### The exercise
Count the lines in the records that contain the word "fixture" and give only that number.

### Given data
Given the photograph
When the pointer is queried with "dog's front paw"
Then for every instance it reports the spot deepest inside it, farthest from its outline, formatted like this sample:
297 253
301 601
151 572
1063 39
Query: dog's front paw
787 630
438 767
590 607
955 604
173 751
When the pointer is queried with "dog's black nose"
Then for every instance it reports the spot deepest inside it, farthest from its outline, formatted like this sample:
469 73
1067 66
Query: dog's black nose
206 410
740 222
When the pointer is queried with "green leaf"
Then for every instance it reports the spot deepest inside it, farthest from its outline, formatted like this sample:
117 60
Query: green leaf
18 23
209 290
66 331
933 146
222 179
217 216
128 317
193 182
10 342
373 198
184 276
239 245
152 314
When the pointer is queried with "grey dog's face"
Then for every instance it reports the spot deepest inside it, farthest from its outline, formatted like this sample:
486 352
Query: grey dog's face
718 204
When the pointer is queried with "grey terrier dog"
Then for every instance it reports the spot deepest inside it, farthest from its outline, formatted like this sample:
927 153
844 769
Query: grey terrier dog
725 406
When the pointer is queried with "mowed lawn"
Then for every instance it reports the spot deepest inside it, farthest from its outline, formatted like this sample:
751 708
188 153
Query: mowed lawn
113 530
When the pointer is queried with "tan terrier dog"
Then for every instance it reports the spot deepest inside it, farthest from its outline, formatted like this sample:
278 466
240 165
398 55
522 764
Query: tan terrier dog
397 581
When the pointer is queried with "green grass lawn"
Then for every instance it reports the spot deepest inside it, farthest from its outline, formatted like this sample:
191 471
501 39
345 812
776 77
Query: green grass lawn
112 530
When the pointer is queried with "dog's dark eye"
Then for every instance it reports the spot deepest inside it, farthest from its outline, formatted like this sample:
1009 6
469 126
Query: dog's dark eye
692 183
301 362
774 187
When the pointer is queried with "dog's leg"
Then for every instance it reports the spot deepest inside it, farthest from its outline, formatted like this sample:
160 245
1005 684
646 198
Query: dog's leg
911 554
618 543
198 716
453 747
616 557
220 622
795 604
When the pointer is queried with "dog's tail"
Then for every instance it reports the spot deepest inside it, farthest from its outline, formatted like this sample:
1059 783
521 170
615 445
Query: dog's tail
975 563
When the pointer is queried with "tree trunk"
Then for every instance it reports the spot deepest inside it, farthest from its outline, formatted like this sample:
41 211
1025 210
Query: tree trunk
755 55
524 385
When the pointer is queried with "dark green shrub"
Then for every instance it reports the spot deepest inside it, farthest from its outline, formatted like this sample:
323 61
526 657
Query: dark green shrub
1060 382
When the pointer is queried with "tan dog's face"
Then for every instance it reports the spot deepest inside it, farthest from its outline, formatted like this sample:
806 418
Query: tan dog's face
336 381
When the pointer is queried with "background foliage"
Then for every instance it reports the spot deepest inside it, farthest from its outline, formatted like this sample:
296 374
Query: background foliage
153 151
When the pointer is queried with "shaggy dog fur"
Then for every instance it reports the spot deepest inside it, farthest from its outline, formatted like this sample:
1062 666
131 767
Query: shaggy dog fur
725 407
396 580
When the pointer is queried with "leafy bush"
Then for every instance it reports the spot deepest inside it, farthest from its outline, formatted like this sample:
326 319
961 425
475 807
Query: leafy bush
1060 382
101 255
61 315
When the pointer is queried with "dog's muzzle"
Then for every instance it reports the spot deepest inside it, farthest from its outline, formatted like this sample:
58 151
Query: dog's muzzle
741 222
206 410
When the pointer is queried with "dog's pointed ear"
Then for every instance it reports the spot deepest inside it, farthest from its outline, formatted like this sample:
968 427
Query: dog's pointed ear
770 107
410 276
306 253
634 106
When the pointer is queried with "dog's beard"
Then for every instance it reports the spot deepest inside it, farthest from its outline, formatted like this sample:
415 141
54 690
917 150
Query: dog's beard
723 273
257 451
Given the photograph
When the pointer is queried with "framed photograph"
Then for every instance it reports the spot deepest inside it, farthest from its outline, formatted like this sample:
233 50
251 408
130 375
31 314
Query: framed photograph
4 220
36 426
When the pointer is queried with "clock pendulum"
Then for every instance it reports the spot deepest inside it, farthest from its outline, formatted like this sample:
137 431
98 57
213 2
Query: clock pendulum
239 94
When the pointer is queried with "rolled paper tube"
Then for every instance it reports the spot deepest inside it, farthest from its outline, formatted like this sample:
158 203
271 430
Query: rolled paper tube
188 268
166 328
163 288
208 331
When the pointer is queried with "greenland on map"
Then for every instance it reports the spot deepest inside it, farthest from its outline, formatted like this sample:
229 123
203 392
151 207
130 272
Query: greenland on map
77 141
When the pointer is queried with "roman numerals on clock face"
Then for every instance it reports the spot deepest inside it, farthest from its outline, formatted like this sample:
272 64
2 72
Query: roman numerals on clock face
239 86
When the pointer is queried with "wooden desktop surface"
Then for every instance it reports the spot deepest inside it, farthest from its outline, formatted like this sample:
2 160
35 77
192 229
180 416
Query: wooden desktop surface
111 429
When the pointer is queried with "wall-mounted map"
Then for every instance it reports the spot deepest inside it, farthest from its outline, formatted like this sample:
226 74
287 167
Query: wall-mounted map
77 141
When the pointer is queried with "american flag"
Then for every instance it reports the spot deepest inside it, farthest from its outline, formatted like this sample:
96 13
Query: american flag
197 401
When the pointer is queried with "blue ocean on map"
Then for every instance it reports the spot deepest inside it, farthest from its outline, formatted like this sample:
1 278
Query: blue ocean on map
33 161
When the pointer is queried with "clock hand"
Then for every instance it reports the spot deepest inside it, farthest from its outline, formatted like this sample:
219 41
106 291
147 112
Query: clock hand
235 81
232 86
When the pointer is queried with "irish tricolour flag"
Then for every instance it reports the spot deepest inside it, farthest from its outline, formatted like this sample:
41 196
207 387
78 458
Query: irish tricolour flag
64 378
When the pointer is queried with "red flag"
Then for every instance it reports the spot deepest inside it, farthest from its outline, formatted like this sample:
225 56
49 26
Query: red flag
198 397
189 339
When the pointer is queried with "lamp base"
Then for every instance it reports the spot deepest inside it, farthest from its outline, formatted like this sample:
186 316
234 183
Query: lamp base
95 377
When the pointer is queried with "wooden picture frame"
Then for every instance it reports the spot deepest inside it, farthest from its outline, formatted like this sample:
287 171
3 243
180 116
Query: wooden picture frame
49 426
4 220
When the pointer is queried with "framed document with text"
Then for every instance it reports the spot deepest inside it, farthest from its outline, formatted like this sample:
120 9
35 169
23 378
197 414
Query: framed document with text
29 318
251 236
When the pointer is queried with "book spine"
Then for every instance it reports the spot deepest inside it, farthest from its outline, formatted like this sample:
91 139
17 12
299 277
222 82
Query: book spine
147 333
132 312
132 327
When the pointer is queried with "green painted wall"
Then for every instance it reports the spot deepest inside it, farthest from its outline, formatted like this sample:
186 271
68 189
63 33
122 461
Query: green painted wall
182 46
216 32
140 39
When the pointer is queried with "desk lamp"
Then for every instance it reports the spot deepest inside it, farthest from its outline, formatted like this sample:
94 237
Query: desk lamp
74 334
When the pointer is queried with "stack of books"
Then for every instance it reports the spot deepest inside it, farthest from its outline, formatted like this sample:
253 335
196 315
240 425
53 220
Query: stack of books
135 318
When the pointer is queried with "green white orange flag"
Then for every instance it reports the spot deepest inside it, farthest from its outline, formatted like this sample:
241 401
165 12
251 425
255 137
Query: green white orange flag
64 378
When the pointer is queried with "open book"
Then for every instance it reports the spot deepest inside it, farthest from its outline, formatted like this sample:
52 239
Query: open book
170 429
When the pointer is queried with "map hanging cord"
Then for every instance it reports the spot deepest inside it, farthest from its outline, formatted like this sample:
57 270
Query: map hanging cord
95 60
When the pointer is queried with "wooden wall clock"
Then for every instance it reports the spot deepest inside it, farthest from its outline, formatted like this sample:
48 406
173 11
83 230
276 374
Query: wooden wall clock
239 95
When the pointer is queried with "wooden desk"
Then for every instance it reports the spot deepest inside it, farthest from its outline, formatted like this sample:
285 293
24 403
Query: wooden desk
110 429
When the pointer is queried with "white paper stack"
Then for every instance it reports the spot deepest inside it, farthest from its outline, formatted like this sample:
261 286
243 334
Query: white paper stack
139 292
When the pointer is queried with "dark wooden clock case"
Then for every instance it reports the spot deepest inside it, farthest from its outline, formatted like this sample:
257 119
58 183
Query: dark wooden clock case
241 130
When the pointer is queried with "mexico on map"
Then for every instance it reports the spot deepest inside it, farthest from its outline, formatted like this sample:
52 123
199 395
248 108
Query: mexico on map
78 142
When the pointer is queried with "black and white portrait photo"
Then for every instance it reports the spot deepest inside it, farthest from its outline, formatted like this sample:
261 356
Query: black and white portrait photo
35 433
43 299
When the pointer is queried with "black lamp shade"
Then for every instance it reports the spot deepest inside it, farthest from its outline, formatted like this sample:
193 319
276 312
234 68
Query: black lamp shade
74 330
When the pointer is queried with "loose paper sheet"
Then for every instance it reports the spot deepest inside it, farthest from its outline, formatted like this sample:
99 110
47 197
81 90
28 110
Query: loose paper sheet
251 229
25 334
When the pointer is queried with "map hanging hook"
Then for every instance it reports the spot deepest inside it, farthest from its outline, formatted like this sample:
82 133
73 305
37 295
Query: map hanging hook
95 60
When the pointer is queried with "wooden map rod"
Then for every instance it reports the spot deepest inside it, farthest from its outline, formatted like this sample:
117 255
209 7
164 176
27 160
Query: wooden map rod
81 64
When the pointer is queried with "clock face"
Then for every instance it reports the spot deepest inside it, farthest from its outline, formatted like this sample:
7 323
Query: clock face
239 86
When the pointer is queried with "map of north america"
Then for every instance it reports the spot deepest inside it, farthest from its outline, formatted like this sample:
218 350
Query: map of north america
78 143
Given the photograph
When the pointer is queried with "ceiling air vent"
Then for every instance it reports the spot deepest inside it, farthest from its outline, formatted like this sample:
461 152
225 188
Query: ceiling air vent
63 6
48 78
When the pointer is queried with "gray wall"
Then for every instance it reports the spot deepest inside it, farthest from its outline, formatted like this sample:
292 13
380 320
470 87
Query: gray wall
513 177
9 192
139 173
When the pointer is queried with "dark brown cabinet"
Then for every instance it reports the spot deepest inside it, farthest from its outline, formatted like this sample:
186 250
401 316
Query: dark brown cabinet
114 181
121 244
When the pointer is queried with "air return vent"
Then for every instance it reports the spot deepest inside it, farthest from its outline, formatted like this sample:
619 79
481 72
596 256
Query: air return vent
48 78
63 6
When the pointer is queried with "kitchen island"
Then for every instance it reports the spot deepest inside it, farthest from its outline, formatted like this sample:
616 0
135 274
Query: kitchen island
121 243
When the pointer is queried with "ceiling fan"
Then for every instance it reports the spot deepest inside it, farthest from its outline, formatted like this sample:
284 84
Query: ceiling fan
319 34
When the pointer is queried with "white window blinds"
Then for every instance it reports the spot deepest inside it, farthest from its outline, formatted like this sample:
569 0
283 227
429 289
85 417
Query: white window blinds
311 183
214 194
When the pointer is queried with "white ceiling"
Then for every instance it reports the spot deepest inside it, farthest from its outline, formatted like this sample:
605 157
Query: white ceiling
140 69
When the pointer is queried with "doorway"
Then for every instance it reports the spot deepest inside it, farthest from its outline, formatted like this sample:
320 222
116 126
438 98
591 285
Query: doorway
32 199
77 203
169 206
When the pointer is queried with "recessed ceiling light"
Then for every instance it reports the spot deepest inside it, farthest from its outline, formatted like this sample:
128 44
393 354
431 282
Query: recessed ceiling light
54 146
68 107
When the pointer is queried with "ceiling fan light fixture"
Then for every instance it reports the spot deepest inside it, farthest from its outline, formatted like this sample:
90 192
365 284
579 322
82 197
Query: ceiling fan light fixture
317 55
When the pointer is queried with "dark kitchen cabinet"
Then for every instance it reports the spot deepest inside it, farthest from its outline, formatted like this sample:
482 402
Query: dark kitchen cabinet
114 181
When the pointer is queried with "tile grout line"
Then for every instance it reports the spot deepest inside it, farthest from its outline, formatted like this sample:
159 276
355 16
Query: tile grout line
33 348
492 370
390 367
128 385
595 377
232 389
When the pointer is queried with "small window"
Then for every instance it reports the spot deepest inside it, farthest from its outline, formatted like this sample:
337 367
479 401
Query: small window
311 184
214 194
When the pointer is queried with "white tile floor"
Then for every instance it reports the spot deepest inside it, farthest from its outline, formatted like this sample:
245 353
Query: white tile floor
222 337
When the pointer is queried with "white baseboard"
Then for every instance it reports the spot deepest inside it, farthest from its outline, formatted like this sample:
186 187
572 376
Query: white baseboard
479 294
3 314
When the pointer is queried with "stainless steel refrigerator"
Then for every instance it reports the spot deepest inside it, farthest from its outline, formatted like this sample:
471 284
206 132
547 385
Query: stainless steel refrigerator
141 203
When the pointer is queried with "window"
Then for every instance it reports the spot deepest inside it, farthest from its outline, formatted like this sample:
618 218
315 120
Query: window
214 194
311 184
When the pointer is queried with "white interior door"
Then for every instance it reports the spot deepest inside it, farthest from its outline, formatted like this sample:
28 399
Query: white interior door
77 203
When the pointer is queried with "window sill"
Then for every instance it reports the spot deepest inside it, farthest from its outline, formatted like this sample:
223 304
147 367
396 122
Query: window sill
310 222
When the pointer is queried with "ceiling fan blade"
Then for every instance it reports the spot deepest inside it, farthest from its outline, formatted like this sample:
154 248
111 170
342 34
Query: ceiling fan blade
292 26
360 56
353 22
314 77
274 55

### The completed task
2